_Data excerpts_.
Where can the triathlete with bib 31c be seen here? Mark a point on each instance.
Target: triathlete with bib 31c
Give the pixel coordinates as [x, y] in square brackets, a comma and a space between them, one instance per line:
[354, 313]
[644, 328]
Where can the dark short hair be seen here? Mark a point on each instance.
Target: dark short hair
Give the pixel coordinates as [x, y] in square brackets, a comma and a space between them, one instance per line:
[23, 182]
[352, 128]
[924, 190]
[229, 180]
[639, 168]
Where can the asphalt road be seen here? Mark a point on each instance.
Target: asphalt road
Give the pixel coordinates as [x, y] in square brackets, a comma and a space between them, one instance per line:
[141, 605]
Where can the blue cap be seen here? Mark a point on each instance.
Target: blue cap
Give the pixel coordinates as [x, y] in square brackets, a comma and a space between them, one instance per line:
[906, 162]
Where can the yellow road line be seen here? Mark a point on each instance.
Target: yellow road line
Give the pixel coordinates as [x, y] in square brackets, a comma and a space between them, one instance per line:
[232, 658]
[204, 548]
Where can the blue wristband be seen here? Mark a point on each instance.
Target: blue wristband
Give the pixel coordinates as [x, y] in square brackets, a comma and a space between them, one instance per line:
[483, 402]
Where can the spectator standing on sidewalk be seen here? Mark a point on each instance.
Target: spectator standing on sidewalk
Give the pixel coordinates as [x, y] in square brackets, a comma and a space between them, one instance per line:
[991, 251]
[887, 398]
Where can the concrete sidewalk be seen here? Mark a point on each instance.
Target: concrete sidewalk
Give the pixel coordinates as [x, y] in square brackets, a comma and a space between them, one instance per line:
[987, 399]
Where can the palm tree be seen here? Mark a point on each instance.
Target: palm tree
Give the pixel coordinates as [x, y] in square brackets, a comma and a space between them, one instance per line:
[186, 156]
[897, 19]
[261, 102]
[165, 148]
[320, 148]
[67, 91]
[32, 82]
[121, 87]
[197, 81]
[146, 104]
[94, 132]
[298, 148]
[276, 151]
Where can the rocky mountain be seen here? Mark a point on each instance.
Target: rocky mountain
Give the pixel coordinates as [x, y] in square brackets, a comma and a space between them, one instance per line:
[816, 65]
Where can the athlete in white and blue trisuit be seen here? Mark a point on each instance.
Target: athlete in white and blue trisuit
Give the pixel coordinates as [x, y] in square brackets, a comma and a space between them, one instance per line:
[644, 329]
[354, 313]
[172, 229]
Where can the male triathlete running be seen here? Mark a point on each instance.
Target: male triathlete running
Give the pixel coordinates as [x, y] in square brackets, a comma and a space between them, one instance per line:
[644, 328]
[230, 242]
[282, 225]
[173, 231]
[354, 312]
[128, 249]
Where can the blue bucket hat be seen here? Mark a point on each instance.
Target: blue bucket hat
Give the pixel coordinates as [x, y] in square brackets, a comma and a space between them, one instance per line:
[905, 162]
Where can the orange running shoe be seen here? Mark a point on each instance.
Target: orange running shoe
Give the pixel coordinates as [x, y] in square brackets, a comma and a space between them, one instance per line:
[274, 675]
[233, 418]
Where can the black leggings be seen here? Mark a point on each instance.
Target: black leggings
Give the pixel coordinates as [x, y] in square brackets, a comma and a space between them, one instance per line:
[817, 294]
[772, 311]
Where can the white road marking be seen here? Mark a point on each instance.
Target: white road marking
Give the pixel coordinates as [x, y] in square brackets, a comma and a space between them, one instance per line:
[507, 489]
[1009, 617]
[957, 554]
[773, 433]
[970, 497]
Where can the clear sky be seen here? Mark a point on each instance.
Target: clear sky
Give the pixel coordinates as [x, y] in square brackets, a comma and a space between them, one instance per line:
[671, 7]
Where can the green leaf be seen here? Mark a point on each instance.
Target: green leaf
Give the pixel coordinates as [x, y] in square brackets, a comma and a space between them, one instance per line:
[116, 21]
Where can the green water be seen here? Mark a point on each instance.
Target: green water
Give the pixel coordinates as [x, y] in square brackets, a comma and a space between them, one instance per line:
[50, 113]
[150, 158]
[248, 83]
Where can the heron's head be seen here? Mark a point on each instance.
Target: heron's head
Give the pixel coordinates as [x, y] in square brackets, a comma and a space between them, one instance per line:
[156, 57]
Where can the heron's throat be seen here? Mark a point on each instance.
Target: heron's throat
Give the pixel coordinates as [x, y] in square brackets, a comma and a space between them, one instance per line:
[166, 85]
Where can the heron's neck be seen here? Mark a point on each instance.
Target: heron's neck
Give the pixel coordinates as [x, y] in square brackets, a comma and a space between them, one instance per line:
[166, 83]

_Task to carry out_.
Counting only lines that hold "leaf", report how many there are in the records above, as a bare number.

_Response to the exercise_.
2